** START Page extract **

Boost to infrastructure in Budget 2020
The finance minister announced several steps to boost the infrastructure growth. Several schemes were announced and huge funds have been allocated for industry and commerce. Rahul Grover-CEO, SECCPL, points out: “This year, the budget has revealed the government’s intentions towards bettering infrastructure. The National Infrastructure Pipeline includes 6,500 projects across the country and finance minister Sitharaman has also announced the allocation of Rs 27,300 crores for industry and commerce in FY21. Along with this, plans for developing strategic national highways have also been announced, which can help bring about developmental changes in the real estate sector as well.”
What were the announcements for affordable housing in Budget 2020?
In the Budget 2019, the government had introduced tax benefit for affordable home buyers under section 80EEA, for deduction up to Rs 1.5 lakhs against interest payment. However, the deadline was March 31, 2020. In the Budget 2020, the FM has announced an extension of the benefit under section 80EEA till March 31, 2021.
“The Union Budget 2020-21 continued the government’s focus on the affordable housing sector, by extending the permitted additional deduction of up to Rs 1.5 lakhs for interest paid on loans borrowed for the purchase of an affordable house valued up to Rs 45 lakhs, by one year, i.e., up to March 31, 2021. Thus, the total tax deduction available on such interest paid stays at Rs 3.5 lakhs for one more year, which is expected to positively impact demand in the affordable housing segment. Moreover, segmental supply is also expected to be favourably impacted by the one-year extension in the tax holiday currently available to developers of affordable housing,” says Shubham Jain, group head and senior vice-president, corporate ratings, ICRA Ltd.
What did the warehousing segment get in Budget 2020?
According to Ramesh Nair CEO and country head, JLL India, “The National Logistics Policy and viability gap fund for development of warehouses, would provide impetus for increasing warehousing supply which is expected to rise from 211 million sq ft in 2019 to 379 million sq ft in 2023. Net absorption of 36 million sq ft in 2019 will get a further boost and single-window clearance will expedite supply, as approval time is expected to reduce by six months.”

** END Page extract **
** START Supplied data **

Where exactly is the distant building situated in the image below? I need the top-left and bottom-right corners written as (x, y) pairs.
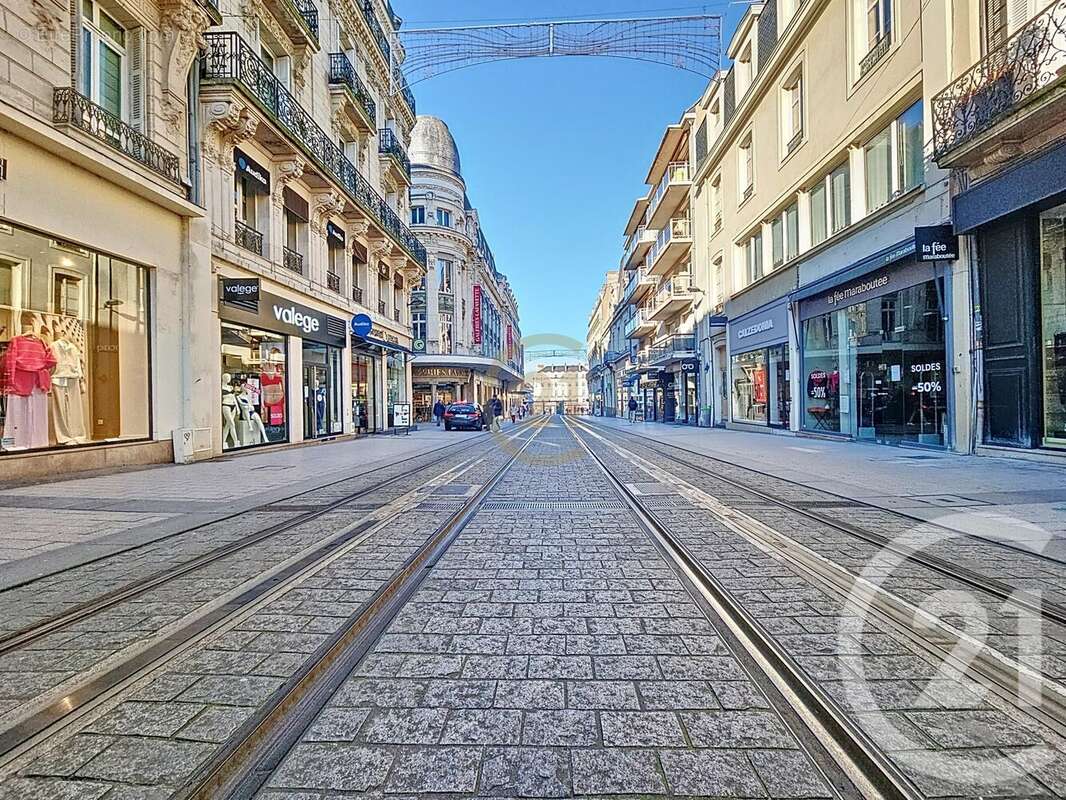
top-left (527, 364), bottom-right (588, 414)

** END Supplied data **

> **Exercise tasks**:
1. In the Budget 2020 extract, condense the paragraph beginning "In the Budget 2019, the government had introduced" into a short bulleted list that keeps its main facts.
2. According to the Budget 2020 extract, why will single-window clearance speed up warehousing supply?
The listing has no connection to the text.

> **Results in order**:
1.
- Budget 2019 introduced a tax benefit for affordable home buyers under section 80EEA.
- It allowed a deduction of up to Rs 1.5 lakhs against interest payment.
- The original deadline was March 31, 2020.
- Budget 2020 extended the benefit to March 31, 2021.

2. Ramesh Nair of JLL India says single-window clearance will expedite warehousing supply because approval time is expected to fall by six months.